## Extracted text
After the Gap Year
After The Gap Year
by Claire Healy and Sean Cordeiro
Does Florence Broadhurst need an introduction? Singer, dancer, painter, successful entrepreneur, designer, traveler, cultural appropriator, Svengali, formidable BS artist: more of a force of nature than an individual. FB was a woman who was able to both understand and steer the zeitgeist; an individual of her time and an individual before her time.
Our exhibition draws upon an awkward part of FB’s life in order to explore the post-liminal space currently known as ‘The Gap Year’. In the pre-covid era, a Gap Year was a near-compulsory period of travel sandwiched between study and full-time employment. A first-cousin to the German Wanderjahre, the Gap Year hopefully offered the participant exposure to new cultures and experiences.
In 1922 a 23 year-old FB left her hometown in Mount Perry, Queensland and headed over to Shanghai as a member of The Smart Set Diggers- a (previously) all-male cast of singing and dancing female impersonators. Living a proto-Gap Year in Shanghai until 1927, FB donned a British persona and changed her name to Bobby, earning a living as a traveling performer and in later years managing the Broadhurst Academy Incorporated School of the Arts in Kiangse Road. She was able to make full use of the tail end of the Pax Britannica and toured through Asia and the Orient including Japan, Indonesia, India and Afghanistan.

## Given information
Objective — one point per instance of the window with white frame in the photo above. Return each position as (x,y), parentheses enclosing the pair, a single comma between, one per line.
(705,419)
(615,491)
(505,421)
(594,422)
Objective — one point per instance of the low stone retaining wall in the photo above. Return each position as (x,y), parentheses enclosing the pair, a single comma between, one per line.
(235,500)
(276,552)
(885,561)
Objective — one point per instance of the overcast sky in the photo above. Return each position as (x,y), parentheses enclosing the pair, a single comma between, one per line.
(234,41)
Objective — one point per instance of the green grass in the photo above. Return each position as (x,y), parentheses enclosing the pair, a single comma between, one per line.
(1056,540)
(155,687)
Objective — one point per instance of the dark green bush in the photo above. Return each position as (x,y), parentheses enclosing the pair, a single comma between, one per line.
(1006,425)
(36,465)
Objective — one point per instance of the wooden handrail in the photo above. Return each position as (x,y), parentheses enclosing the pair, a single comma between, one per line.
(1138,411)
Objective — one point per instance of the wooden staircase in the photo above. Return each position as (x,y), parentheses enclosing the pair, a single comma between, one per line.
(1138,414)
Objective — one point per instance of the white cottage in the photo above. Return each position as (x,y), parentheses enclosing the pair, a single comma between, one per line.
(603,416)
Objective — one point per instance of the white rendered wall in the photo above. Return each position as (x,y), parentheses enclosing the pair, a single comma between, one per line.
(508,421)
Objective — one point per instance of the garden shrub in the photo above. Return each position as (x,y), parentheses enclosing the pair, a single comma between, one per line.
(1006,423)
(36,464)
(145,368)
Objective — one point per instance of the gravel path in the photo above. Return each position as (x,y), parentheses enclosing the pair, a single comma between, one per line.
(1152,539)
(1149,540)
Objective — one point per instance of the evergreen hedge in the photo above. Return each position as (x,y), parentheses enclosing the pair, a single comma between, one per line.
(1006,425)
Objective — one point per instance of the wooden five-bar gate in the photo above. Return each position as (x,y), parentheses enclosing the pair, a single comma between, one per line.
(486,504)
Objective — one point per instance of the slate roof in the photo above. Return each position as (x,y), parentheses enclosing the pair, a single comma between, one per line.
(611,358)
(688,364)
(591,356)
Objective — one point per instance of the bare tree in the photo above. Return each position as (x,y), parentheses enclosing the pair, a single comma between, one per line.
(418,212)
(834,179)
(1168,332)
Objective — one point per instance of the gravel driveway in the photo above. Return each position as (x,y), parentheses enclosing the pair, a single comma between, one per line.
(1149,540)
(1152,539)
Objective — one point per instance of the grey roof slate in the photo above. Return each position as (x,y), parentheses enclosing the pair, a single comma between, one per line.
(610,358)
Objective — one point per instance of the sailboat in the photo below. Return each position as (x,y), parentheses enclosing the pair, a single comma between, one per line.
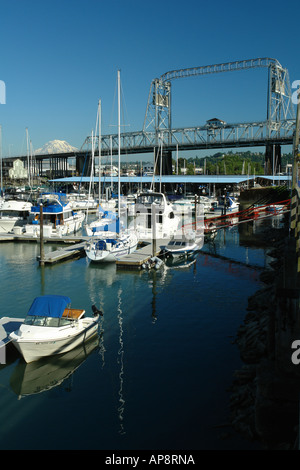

## Problems to solve
[1] Shorten the paragraph of the exhibition text beginning "In 1922 a 23 year-old FB" into a bulleted list that keeps its main facts.
[2] Continue the exhibition text after its last sentence.

## Task responses
[1]
- In 1922, at 23, FB left her hometown of Mount Perry, Queensland, for Shanghai with The Smart Set Diggers, a (previously) all-male cast of singing and dancing female impersonators.
- She lived a proto-Gap Year in Shanghai until 1927.
- She took on a British persona and the name Bobby.
- She earned a living as a traveling performer and later managed the Broadhurst Academy Incorporated School of the Arts in Kiangse Road.
- Using the tail end of the Pax Britannica, she toured Asia and the Orient, including Japan, Indonesia, India and Afghanistan.

[2]
So how did she feel when, after 5 years of living in Asia, she found herself back in Mount Perry, working alongside her sister Priscilla at her father’s pub, The Grand Hotel? It’s a situation that many have experienced; trying to marry up the person that you have become with the perception of the person that you were before you left.
To illustrate this idea, we’ve brought together some of FB’s subsequent Asian and Oriental ‘inspired’ wallpaper designs and painted them upon beer and wine cardboard packaging. This combination of the exotic and the mundane brings together her experiences of different aesthetic cultures with the realities of working back in a rural pub in Australia. Regardless of the perceived ethics and morality of FB’s cultural appropriations, viewers may agree that FB’s vision was certainly aspirational. She carried the memories of the experiences she had within her, regardless of her current situation.
It is a situation that many can empathise with: at least the Germanic Wanderjahre (Journeyman years) conclude with the creation of a meisterstück: a masterpiece representing the skills and knowledge that the Journeyman had accrued during his travels. The modern-day Gap Year-er may tangibly have little to show for their efforts other than an extra couple of lines in a CV and the new ability to open a beer bottle with a cigarette lighter.
FB was later able to employ her business acumen to exploit the experiences she sought during these Journeyman years but one can only imagine how she felt serving drinks at her family’s establishment. The objects that we have created are a reflection of this internal struggle that many face: the struggle between our concept of who we are (or who we have become) compared to other people’s perception of who they think we are.